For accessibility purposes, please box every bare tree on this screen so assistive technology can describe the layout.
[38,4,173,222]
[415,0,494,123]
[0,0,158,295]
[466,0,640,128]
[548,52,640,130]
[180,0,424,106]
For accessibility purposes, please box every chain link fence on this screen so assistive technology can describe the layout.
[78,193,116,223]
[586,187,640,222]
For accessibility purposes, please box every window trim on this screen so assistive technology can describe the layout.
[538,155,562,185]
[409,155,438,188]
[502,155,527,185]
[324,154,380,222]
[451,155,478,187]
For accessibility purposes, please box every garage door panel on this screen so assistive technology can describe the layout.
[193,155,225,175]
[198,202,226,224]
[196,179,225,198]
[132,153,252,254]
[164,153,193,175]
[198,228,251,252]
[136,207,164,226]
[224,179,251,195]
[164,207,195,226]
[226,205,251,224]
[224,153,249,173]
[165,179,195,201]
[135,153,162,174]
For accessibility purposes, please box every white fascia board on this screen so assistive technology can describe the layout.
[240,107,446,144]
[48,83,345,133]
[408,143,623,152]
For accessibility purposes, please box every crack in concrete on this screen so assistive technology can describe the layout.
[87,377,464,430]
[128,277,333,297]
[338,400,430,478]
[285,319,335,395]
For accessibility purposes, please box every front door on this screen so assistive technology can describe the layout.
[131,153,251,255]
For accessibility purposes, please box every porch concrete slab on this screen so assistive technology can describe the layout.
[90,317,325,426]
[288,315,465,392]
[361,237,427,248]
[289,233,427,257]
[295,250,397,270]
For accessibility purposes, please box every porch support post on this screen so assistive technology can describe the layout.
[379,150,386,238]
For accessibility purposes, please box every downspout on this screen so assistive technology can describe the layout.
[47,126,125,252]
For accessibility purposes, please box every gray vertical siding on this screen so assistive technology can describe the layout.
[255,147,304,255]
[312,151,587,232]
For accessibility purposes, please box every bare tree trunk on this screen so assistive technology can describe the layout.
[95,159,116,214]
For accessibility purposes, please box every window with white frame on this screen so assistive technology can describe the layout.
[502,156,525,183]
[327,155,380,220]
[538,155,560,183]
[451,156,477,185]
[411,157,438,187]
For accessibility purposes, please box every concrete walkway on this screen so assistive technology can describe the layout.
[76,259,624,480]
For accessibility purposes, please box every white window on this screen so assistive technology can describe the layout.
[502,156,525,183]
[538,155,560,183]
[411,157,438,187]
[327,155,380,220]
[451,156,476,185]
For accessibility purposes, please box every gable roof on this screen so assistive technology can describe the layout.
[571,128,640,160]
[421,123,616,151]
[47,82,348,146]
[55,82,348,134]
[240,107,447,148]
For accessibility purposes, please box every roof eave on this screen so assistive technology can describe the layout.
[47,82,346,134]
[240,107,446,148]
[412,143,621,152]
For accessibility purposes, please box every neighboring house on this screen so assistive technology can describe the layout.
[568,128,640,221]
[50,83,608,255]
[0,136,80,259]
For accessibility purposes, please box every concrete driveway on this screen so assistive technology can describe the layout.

════

__EXERCISE REQUIREMENTS__: Convert the part of the records that opens with the line containing "For accessibility purposes, please box every front" and closes with the line containing "[312,151,587,232]" into a two-column CSV with the headers text and answer. Make one row per record, put each field in double quotes, and replace line breaks with spaces.

__ANSWER BELOW__:
text,answer
"For accessibility purposes, please box every front door on this screen so assistive technology can describe the layout.","[131,153,251,255]"
"For accessibility purposes, please box every porch concrete slab on this screen so assistive technology can describe the layout.","[90,317,325,426] [288,315,465,392] [361,237,427,248] [289,233,427,257] [295,250,397,270]"
"For accessibility purposes, please box every porch support post on this screen so assistive technology can describe the layout.","[379,150,386,238]"
"For accessibility purposes, please box every downspout on this screen so assistive technology can describe the layout.","[47,126,125,252]"
"For accessibility purposes, please box every gray vertical siding on this screen so assistive technology can describe the layout.","[255,147,304,255] [312,151,587,232]"